- Text provided:

━━━━━━━━━━

Re: [LSF/MM TOPIC] linux servers as a storage server - what'smissing?

Ric Wheeler <rwheeler@xxxxxxxxxx> · Thu, 19 Jan 2012 16:39:53 -0500

On 01/19/2012 04:30 PM, Loke, Chetan wrote:
From: Ric Wheeler [mailto:rwheeler@xxxxxxxxxx]
Sent: January 19, 2012 12:44 PM
To: Loke, Chetan
Cc: Tom Coughlan; Hannes Reinecke; tasleson@xxxxxxxxxx;
Shyam_Iyer@xxxxxxxx; vgoyal@xxxxxxxxxx; linux-fsdevel@xxxxxxxxxxxxxxx;
linux-scsi@xxxxxxxxxxxxxxx
Subject: Re: [LSF/MM TOPIC] linux servers as a storage server -
what'smissing?

On 01/19/2012 12:32 PM, Loke, Chetan wrote:
True, a single front-end won't see all of those LUNs/devices. So
not
a
big concern
about the front-end hosts.

I am thinking of a use-case where folks can use a linux-box to
manage
their different storage arrays.
So this linux box with 'libstoragemgmt + app' needs to
manage(scan/create/delete/so on) all those LUNs.

People do have boxes with thousands of luns though&   file systems
in
active use.
Both for SAN and NAS volumes.

One of the challenges is what to do when just one LUN (or NFS
server)
crashes
and burns.
The FS needs to go read-only(plain&   simple) because you don't know
what's going on.
You can't risk writing data anymore. Let the apps fail. You can make
it
happen even today.
It's a simple exercise.
Nope - it needs to be torn down and we need to be able to cleanly
unmount it.

Letting an application see and read-only file system when the disk is
gone or
server down is not very useful since you won't get any non-cached data
back.

Sure, it's just a partial snapshot(aka cached-data) of the file-system.

━━━━━━━━━━

- Dataset extract:
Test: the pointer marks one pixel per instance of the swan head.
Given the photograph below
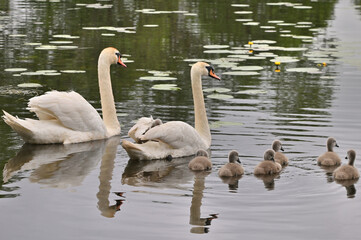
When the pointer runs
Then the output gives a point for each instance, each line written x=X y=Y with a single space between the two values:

━━━━━━━━━━

- To do: Reproduce the part of the storage-server thread starting with "You can't risk" and going on through "of the file-system.".

- Answer to this problem:
You can't risk writing data anymore. Let the apps fail. You can make
it
happen even today.
It's a simple exercise.
Nope - it needs to be torn down and we need to be able to cleanly
unmount it.

Letting an application see and read-only file system when the disk is
gone or
server down is not very useful since you won't get any non-cached data
back.

Sure, it's just a partial snapshot(aka cached-data) of the file-system.